Top of Material to process

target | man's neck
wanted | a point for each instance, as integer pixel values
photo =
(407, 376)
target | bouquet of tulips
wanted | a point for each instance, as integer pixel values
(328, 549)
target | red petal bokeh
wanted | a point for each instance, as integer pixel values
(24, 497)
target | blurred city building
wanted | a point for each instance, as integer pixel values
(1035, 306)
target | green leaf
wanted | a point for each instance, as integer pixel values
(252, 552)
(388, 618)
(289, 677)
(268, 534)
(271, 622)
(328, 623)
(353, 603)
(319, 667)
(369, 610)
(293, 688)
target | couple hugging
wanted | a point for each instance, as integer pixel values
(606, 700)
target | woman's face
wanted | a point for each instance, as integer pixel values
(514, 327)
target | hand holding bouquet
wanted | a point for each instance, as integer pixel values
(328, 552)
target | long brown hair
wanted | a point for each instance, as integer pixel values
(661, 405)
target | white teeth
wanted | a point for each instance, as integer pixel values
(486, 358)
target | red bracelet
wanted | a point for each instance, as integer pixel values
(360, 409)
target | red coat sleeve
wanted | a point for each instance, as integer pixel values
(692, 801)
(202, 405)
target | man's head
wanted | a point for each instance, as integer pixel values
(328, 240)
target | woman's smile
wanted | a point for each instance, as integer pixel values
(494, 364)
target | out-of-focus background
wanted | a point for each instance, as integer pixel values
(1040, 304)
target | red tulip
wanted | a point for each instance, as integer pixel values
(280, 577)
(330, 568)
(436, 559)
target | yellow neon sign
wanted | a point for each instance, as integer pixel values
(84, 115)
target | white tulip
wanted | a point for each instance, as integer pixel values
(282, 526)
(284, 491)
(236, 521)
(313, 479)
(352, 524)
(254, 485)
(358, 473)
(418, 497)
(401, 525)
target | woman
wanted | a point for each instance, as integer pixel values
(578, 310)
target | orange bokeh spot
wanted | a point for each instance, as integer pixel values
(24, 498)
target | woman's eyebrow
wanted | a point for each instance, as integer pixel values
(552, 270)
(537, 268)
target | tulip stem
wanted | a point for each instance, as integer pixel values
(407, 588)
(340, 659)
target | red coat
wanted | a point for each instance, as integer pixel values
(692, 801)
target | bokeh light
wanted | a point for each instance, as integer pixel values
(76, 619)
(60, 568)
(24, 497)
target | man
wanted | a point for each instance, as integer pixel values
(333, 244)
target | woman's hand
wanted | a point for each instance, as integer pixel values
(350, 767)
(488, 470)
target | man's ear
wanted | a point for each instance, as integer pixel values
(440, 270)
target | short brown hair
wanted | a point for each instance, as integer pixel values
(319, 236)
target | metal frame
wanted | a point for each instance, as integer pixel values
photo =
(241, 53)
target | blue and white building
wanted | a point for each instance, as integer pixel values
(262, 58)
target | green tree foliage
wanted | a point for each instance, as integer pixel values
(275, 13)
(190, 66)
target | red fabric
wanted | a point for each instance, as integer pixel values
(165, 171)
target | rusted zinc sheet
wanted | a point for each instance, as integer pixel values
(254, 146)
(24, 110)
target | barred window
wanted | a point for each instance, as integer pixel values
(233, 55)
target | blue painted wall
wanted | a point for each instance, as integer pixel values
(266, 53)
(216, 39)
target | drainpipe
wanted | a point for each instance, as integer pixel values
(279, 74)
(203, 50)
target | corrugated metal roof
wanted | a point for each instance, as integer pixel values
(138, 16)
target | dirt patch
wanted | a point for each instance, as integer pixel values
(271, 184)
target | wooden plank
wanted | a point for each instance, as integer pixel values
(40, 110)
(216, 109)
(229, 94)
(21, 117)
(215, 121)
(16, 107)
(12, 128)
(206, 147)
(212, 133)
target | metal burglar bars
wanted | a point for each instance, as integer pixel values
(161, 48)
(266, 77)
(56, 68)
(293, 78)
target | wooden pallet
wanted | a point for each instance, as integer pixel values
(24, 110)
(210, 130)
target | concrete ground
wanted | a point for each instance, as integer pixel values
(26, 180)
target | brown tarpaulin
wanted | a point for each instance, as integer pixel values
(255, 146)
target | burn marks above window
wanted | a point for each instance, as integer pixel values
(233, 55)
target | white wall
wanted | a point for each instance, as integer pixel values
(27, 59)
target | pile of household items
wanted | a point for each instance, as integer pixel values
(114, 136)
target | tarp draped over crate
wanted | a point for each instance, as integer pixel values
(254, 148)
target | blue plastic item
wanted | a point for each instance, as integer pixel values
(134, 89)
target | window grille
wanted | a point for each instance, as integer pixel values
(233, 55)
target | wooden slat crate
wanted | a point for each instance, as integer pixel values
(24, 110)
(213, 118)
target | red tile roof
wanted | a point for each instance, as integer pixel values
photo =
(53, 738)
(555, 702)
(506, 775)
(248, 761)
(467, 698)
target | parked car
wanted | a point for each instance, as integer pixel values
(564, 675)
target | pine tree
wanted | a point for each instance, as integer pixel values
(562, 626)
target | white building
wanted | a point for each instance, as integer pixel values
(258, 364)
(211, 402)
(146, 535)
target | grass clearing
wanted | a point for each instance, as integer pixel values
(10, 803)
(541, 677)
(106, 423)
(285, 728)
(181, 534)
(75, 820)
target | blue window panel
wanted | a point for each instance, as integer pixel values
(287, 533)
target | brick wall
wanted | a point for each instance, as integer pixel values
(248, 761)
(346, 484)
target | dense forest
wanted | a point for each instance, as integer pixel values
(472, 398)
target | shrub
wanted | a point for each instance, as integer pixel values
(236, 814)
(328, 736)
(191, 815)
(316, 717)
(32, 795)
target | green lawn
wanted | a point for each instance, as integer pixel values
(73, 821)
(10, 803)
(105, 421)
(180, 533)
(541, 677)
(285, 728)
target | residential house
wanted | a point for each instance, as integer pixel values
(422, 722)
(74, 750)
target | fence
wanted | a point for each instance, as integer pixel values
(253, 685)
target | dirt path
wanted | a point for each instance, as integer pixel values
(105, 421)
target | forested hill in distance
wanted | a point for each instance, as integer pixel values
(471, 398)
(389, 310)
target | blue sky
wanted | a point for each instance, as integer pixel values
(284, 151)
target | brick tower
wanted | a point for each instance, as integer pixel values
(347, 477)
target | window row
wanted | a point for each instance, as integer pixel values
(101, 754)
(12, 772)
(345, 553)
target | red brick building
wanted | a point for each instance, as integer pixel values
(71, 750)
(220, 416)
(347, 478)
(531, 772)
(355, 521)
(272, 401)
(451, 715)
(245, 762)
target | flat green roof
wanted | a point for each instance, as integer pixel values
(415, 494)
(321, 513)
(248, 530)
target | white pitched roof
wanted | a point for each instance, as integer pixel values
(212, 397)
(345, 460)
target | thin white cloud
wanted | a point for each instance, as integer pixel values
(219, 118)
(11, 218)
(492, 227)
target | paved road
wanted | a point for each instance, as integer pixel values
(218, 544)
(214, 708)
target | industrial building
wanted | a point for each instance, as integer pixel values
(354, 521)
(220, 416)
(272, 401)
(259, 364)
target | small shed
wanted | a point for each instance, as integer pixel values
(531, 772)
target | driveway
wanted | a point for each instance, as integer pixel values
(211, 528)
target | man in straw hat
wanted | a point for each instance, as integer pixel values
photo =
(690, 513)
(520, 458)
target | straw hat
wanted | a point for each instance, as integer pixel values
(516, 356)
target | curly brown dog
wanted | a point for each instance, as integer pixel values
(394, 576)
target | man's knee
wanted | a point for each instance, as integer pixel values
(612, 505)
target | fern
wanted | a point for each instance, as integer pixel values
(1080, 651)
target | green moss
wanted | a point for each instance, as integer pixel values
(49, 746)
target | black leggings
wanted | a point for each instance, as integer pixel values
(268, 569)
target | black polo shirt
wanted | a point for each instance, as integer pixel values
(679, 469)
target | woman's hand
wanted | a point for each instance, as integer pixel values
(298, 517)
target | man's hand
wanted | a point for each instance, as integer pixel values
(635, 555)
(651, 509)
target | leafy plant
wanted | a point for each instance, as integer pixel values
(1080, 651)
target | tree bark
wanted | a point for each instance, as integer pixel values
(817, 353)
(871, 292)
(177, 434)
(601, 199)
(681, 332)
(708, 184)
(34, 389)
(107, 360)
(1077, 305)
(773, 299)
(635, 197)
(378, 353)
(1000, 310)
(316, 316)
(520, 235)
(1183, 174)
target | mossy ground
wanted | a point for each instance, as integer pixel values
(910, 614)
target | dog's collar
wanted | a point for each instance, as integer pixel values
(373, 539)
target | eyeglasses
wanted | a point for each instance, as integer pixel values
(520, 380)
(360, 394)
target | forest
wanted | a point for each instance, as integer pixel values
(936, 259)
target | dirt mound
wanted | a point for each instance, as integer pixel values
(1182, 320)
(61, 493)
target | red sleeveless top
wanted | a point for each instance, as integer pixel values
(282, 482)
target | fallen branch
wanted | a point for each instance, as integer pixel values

Bottom of Material to process

● **Requirement**
Wherever a line holds the word "green", copy that line out of the entries above.

● **Answer to this exercise**
target | green leaf
target | green tree foliage
target | green lawn
target | flat green roof
target | green moss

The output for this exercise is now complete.